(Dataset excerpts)
########################################
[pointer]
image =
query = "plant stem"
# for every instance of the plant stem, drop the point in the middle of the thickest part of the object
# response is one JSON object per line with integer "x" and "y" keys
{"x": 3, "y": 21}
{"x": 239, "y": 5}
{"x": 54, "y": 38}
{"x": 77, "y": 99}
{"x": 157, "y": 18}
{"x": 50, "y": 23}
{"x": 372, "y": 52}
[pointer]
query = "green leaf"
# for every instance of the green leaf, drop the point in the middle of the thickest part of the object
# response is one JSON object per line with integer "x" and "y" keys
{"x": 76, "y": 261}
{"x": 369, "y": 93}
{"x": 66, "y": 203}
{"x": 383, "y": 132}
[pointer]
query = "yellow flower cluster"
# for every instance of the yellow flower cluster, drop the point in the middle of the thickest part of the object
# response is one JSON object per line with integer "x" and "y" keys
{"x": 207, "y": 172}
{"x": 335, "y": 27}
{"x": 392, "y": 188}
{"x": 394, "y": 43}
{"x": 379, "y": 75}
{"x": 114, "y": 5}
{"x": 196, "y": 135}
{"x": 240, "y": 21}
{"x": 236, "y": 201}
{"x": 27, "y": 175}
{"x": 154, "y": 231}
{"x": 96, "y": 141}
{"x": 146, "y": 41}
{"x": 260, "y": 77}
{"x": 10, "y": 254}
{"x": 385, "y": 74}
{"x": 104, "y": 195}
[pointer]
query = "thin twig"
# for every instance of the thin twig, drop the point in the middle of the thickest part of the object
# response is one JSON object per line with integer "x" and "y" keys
########################################
WHAT YOU WILL DO - Beginning with the first line above, transcribe all of the data exactly.

ANSWER -
[pointer]
image =
query = "plant stem"
# for every instance of the plant stem, drop the point in the middle of the thickest part of the object
# response is one JSON object per line with integer "x" and "y" keys
{"x": 3, "y": 21}
{"x": 239, "y": 5}
{"x": 54, "y": 38}
{"x": 77, "y": 99}
{"x": 157, "y": 18}
{"x": 50, "y": 23}
{"x": 372, "y": 52}
[pointer]
query = "green leaf"
# for every instance of the green leaf, drop the point in the middle of the thickest part of the object
# response is one JSON object per line with integer "x" and "y" keys
{"x": 76, "y": 261}
{"x": 369, "y": 93}
{"x": 66, "y": 203}
{"x": 383, "y": 132}
[pointer]
query = "yellow flower cluster"
# for every instance of the yellow flower cluster, drop the point in the middle of the thickest part of the object
# response is one JSON object per line with integer "x" and "y" keys
{"x": 207, "y": 172}
{"x": 335, "y": 27}
{"x": 392, "y": 188}
{"x": 394, "y": 43}
{"x": 379, "y": 75}
{"x": 114, "y": 5}
{"x": 196, "y": 135}
{"x": 240, "y": 21}
{"x": 236, "y": 201}
{"x": 27, "y": 175}
{"x": 154, "y": 231}
{"x": 96, "y": 141}
{"x": 146, "y": 41}
{"x": 260, "y": 77}
{"x": 10, "y": 254}
{"x": 385, "y": 74}
{"x": 104, "y": 195}
[pointer]
query = "thin twig"
# for every instance of the thin twig, drop the point in the middle of the thickest part of the object
# response is one JSON object per line with integer "x" and "y" keys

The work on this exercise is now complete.